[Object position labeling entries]

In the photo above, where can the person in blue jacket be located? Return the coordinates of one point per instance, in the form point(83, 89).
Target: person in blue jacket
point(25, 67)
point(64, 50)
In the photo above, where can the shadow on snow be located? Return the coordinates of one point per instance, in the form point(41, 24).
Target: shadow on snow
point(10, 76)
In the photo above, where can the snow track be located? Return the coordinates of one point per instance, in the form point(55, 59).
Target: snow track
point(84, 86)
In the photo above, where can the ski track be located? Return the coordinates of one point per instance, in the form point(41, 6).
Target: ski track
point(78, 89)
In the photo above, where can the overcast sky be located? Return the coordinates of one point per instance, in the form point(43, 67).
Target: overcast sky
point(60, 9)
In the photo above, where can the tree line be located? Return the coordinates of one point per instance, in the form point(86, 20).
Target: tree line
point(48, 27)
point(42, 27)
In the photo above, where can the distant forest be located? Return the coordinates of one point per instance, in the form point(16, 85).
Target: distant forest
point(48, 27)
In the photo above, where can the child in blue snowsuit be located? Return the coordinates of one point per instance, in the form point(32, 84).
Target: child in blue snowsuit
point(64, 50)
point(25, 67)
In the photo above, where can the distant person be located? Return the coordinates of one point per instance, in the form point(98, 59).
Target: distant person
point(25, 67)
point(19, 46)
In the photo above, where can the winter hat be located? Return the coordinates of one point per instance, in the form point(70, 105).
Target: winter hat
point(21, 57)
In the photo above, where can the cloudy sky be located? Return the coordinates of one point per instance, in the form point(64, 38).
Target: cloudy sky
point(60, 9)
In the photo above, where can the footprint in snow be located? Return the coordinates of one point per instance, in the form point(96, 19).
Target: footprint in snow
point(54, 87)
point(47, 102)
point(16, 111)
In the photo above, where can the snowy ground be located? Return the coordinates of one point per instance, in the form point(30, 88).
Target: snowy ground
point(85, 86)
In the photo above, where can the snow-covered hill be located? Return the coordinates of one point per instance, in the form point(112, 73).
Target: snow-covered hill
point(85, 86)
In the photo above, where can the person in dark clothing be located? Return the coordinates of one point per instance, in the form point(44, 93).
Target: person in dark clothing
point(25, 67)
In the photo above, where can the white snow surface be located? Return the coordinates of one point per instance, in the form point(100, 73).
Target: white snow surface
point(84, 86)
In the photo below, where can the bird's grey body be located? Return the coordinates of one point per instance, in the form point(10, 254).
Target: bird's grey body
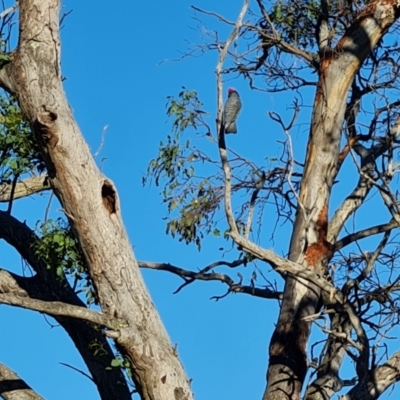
point(232, 108)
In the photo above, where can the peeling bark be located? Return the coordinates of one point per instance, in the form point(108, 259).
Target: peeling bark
point(309, 246)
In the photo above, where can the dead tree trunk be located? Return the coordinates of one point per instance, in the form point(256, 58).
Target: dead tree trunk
point(90, 201)
point(309, 246)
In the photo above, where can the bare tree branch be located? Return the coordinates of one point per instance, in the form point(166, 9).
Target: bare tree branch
point(204, 275)
point(27, 187)
point(364, 234)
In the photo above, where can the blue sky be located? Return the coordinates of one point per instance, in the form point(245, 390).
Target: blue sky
point(110, 58)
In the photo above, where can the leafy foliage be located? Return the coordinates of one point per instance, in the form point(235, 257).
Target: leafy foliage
point(58, 248)
point(194, 199)
point(296, 21)
point(19, 153)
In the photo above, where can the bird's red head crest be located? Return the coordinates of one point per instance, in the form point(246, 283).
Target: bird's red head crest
point(231, 90)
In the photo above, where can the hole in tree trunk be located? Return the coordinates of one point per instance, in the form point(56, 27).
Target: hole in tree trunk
point(108, 195)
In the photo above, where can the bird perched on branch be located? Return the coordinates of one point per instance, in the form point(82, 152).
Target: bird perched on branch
point(231, 111)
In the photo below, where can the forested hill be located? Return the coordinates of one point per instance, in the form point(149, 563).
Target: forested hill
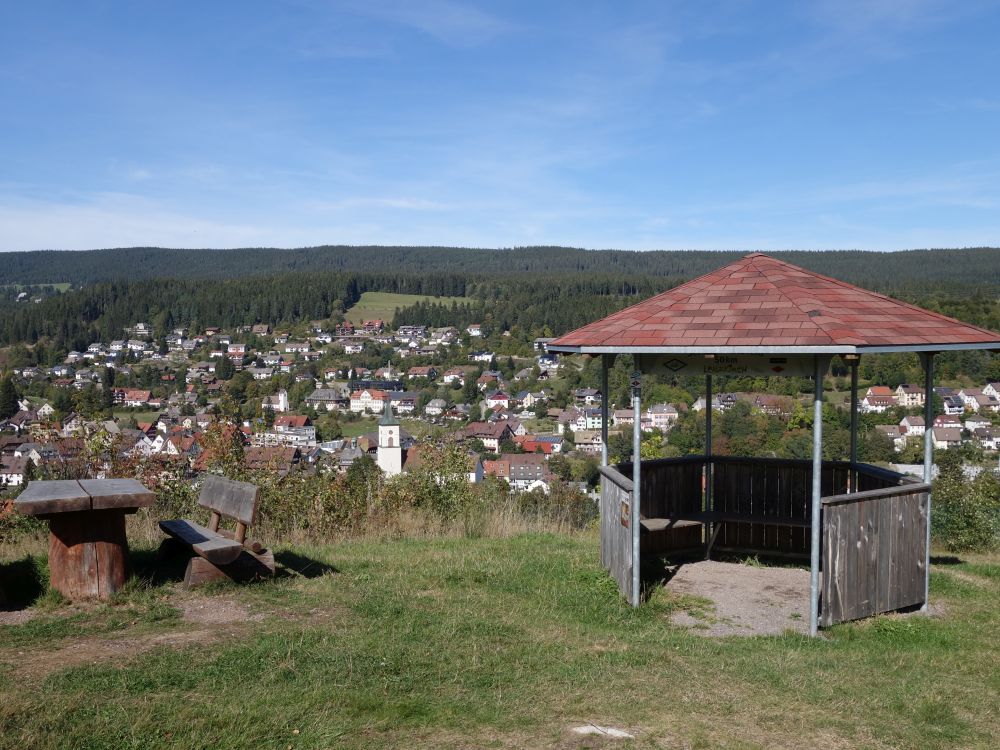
point(930, 269)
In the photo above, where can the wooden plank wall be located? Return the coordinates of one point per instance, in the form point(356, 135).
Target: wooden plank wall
point(769, 487)
point(874, 552)
point(671, 486)
point(616, 539)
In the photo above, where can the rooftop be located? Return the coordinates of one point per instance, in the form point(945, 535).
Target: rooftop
point(759, 304)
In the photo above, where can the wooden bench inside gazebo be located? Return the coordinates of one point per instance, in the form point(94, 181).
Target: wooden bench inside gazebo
point(864, 529)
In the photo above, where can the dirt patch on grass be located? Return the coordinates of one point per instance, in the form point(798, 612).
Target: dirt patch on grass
point(743, 599)
point(89, 651)
point(209, 610)
point(16, 616)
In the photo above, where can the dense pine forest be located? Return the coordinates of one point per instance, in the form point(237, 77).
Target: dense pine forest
point(531, 291)
point(931, 269)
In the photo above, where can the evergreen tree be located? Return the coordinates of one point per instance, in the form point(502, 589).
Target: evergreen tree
point(8, 398)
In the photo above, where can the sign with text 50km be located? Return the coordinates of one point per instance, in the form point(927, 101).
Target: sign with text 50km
point(727, 364)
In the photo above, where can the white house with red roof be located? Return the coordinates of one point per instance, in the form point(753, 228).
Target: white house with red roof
point(369, 400)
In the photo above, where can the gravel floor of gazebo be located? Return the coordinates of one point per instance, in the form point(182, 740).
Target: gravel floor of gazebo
point(743, 599)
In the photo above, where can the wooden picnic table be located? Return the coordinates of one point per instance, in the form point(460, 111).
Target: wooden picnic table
point(88, 551)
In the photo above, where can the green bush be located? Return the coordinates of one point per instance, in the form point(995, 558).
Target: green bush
point(965, 515)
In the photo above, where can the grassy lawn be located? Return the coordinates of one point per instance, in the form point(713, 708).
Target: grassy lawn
point(382, 305)
point(124, 415)
point(59, 286)
point(480, 643)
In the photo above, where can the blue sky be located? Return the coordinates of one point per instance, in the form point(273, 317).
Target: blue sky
point(871, 124)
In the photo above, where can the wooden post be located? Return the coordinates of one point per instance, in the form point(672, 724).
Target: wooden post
point(636, 489)
point(927, 359)
point(604, 409)
point(854, 425)
point(817, 492)
point(708, 462)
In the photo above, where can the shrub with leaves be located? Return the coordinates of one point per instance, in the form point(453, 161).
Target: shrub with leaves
point(965, 515)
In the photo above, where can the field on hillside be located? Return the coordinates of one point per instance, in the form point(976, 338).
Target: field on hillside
point(476, 642)
point(382, 305)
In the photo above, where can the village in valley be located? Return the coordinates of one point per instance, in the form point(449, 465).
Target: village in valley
point(319, 397)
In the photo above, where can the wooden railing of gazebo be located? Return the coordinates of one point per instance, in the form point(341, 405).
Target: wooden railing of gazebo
point(873, 544)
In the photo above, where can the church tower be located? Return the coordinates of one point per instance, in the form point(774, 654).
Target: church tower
point(390, 450)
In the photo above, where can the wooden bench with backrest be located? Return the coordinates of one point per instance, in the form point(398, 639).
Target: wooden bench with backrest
point(219, 553)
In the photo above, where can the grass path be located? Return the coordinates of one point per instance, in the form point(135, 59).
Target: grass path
point(382, 305)
point(482, 643)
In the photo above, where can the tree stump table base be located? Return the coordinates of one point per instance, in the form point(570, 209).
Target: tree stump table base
point(88, 553)
point(88, 550)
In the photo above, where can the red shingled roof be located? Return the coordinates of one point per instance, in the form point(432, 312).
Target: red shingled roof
point(759, 301)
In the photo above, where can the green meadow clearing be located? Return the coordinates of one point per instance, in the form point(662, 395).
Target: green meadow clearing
point(383, 305)
point(457, 642)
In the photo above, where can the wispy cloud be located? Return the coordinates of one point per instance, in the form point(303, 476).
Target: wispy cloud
point(452, 23)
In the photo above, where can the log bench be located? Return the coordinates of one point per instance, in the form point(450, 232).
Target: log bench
point(220, 554)
point(717, 518)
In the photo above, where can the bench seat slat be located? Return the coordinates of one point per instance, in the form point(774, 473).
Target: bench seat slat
point(681, 520)
point(659, 524)
point(213, 547)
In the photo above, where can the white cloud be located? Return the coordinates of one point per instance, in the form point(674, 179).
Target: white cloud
point(453, 23)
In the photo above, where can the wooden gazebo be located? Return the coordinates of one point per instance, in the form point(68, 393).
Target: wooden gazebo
point(866, 530)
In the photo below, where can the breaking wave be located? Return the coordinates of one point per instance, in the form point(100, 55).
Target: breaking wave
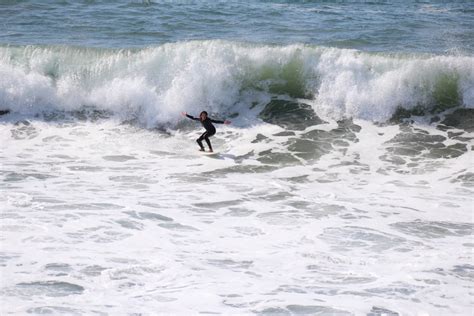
point(153, 84)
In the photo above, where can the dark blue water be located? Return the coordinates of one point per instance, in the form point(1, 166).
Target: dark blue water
point(404, 26)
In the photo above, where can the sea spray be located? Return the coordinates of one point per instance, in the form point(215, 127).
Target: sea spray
point(153, 84)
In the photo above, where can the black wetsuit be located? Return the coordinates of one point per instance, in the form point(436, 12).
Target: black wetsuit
point(210, 130)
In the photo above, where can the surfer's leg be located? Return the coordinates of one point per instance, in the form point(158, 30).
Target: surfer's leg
point(208, 143)
point(206, 138)
point(199, 140)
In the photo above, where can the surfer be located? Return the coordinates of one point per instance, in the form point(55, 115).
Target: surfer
point(207, 124)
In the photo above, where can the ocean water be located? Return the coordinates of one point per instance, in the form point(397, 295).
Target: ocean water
point(343, 186)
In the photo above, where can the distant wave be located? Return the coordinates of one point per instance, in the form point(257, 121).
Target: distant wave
point(153, 84)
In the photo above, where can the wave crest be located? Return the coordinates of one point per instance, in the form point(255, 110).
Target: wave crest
point(153, 84)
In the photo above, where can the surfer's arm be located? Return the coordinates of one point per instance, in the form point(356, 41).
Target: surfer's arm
point(190, 116)
point(220, 122)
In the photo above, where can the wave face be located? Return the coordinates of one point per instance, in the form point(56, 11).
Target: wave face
point(153, 84)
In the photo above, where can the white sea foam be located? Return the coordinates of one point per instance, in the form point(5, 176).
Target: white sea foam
point(154, 84)
point(107, 217)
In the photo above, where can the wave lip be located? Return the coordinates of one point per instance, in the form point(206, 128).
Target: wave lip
point(153, 84)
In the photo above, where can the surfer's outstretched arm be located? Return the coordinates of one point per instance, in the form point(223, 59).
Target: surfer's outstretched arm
point(219, 121)
point(190, 116)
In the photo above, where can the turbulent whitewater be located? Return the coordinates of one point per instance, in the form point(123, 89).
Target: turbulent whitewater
point(343, 186)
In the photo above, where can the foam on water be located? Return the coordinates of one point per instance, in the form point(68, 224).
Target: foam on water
point(153, 84)
point(118, 219)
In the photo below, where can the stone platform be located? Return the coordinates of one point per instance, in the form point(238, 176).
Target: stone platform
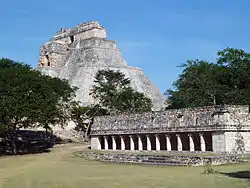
point(168, 159)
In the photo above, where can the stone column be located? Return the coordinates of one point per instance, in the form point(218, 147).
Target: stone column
point(168, 142)
point(99, 146)
point(148, 143)
point(140, 148)
point(106, 145)
point(113, 143)
point(203, 143)
point(179, 143)
point(122, 142)
point(132, 144)
point(191, 142)
point(157, 143)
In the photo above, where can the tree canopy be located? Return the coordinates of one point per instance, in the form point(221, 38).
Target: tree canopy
point(203, 83)
point(114, 93)
point(30, 99)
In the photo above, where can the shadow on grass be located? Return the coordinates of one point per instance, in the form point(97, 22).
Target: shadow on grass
point(238, 174)
point(30, 142)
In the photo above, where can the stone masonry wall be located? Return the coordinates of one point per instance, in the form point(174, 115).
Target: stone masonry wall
point(211, 118)
point(77, 54)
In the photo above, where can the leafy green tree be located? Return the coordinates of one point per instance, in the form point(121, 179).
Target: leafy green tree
point(83, 117)
point(30, 99)
point(114, 93)
point(202, 83)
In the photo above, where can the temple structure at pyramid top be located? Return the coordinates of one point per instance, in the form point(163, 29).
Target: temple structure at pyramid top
point(77, 54)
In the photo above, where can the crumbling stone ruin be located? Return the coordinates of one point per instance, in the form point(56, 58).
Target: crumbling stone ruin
point(214, 128)
point(76, 54)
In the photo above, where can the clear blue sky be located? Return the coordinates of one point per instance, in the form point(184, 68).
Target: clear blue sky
point(156, 36)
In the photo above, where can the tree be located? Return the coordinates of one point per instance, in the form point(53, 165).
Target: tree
point(83, 117)
point(30, 99)
point(114, 93)
point(202, 83)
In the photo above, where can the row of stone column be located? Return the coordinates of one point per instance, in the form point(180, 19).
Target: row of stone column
point(158, 143)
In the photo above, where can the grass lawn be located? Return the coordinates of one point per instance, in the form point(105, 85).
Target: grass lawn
point(60, 168)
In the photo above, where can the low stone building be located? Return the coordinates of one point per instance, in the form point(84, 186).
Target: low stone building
point(214, 128)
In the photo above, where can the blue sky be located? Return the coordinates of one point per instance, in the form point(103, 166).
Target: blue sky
point(156, 36)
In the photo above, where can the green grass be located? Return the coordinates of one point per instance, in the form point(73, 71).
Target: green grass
point(60, 168)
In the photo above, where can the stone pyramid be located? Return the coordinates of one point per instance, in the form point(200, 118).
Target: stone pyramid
point(76, 54)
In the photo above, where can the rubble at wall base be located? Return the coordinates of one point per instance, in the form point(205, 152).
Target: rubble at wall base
point(164, 160)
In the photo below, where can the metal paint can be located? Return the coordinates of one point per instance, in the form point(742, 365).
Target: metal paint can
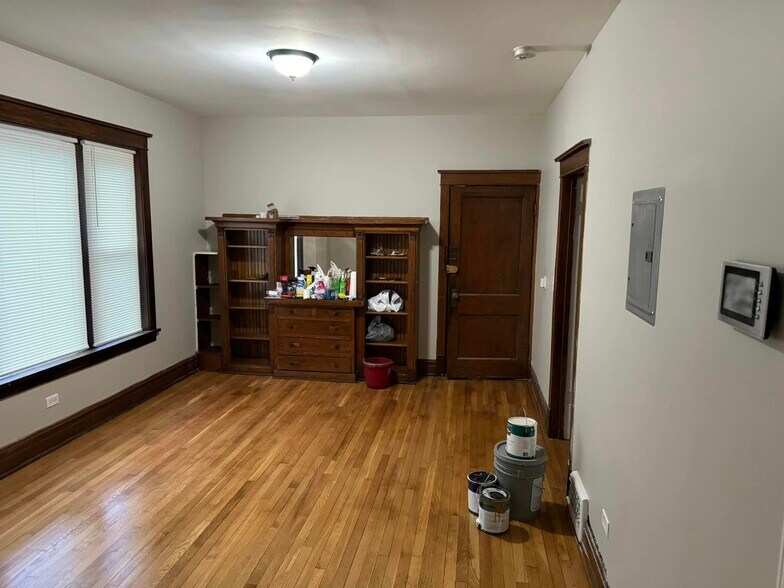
point(521, 437)
point(493, 511)
point(477, 481)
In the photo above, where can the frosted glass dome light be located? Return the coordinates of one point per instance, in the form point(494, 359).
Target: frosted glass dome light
point(292, 63)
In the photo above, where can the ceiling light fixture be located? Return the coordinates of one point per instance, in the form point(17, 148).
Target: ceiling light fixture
point(292, 63)
point(529, 51)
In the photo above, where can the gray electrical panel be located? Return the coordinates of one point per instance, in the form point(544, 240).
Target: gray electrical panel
point(644, 251)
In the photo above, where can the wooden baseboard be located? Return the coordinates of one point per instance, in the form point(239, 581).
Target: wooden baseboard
point(427, 367)
point(20, 453)
point(441, 365)
point(594, 564)
point(541, 403)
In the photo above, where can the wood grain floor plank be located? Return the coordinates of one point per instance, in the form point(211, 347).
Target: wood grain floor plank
point(230, 480)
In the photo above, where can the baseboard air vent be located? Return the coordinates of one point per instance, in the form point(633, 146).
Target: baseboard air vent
point(577, 500)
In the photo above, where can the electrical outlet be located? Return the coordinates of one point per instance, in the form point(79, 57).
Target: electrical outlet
point(605, 524)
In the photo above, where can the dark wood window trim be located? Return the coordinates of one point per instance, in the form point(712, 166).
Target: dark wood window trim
point(43, 118)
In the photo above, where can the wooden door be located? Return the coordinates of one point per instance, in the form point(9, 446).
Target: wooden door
point(491, 243)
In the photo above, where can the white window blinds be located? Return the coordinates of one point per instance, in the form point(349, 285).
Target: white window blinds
point(42, 311)
point(110, 194)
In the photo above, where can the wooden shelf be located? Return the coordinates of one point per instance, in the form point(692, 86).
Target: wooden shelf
point(212, 317)
point(386, 281)
point(396, 343)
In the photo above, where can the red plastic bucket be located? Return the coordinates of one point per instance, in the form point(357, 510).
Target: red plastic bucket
point(378, 372)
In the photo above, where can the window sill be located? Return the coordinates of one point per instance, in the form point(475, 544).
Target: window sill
point(51, 370)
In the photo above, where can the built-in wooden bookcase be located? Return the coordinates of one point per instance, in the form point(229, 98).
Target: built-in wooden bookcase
point(390, 263)
point(206, 280)
point(253, 252)
point(249, 269)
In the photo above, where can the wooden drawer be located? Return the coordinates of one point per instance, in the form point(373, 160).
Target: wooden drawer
point(284, 311)
point(305, 328)
point(338, 314)
point(314, 364)
point(306, 345)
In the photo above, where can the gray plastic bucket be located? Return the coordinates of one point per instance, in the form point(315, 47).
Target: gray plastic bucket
point(523, 478)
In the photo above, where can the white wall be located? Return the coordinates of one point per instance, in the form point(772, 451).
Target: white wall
point(375, 166)
point(176, 200)
point(678, 428)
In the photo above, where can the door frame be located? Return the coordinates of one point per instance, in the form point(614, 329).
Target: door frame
point(573, 164)
point(449, 178)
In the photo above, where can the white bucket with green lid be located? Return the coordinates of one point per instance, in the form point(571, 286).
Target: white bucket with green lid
point(521, 437)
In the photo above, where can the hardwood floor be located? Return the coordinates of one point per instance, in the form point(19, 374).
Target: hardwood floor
point(245, 481)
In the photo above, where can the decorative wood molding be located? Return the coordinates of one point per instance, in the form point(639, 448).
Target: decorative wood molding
point(427, 367)
point(28, 114)
point(592, 558)
point(513, 177)
point(573, 149)
point(23, 452)
point(573, 166)
point(541, 403)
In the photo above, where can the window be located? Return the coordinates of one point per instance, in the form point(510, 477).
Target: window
point(76, 283)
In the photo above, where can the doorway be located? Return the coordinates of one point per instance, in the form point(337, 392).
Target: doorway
point(567, 282)
point(488, 233)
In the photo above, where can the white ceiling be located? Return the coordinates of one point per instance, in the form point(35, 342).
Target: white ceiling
point(378, 57)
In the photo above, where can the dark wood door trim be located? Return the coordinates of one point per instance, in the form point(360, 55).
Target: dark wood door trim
point(448, 179)
point(573, 164)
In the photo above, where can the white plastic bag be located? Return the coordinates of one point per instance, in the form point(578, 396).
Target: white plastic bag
point(379, 332)
point(385, 301)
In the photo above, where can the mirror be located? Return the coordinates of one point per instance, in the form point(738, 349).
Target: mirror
point(312, 251)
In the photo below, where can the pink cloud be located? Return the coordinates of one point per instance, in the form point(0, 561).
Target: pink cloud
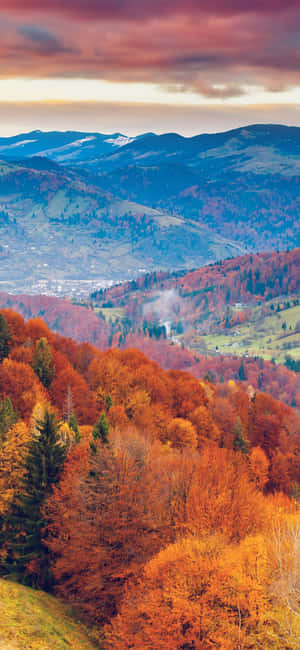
point(210, 47)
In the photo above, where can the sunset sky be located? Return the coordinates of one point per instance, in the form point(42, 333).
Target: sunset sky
point(138, 65)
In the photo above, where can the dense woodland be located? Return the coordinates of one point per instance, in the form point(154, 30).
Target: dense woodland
point(202, 300)
point(163, 507)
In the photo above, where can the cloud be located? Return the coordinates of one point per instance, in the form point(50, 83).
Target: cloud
point(141, 9)
point(212, 48)
point(43, 40)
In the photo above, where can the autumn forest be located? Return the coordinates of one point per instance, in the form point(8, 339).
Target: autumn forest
point(162, 507)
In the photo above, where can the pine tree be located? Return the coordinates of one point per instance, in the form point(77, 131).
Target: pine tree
point(4, 338)
point(23, 529)
point(73, 424)
point(101, 429)
point(8, 416)
point(240, 442)
point(41, 362)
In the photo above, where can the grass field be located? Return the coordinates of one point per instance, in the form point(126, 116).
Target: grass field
point(110, 313)
point(33, 620)
point(263, 336)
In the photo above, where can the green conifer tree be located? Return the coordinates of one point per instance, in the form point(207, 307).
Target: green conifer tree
point(240, 442)
point(4, 338)
point(41, 362)
point(101, 429)
point(26, 556)
point(8, 416)
point(73, 424)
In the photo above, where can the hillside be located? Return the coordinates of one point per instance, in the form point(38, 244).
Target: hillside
point(232, 320)
point(140, 496)
point(242, 184)
point(247, 306)
point(37, 621)
point(62, 234)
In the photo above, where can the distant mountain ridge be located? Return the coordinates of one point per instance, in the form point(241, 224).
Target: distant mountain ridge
point(107, 207)
point(62, 234)
point(63, 147)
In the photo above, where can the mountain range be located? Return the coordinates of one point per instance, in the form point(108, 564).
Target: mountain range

- **WORK TO DO**:
Return everything in the listing from the line containing "In the photo above, where can the distant forest" down to the line containing "point(232, 108)", without changing a thing. Both lines count, and the pictures stay out of your answer.

- **EXERCISE RESULT**:
In the photo above, where can the distant forest be located? Return the coordinates of one point per instance, in the form point(16, 85).
Target: distant forest
point(48, 27)
In the photo above, where can the child in blue snowsuit be located? Return the coordinates of one point per instance, in the form point(32, 84).
Target: child in blue snowsuit
point(64, 50)
point(25, 67)
In the photo above, where can the distant person be located? Return the coordinates of one point per instance, in the form point(98, 59).
Target: distant person
point(25, 67)
point(19, 46)
In the photo above, where can the winter hat be located? Return the coordinates of one point per instance, in the form point(70, 105).
Target: winter hat
point(21, 57)
In the photo above, where can the cloudy sky be located? Return the coordinates of one point per instance, in the form point(64, 38).
Target: cloudy sky
point(60, 9)
In the photo above, where can the footprint in snow be located? Return the coordinates of one point per instance, in the form point(96, 19).
Target: footprint in snow
point(54, 87)
point(47, 102)
point(16, 111)
In the photo above, where can the snowy ground be located? Return the coordinates of one point per instance, in the form point(30, 88).
Target: snowy ground
point(85, 86)
In the photo above, where can the snow-covered hill be located? Return the coordinates of one point per instance, in the form point(112, 73).
Target: snow-covered hill
point(85, 86)
In the photo above, where can the person in dark clothing be located? Return the coordinates of one point per instance, in the form point(44, 93).
Target: person in dark clothing
point(25, 67)
In the photo above, where can the white snow surface be located? Return the coordinates of one point per instance, in the form point(100, 73).
Target: white snow surface
point(84, 86)
In the photo below, where can the bird's grey body be located? Return the coordinates of one point per instance, in the form point(10, 254).
Target: bird's grey body
point(232, 108)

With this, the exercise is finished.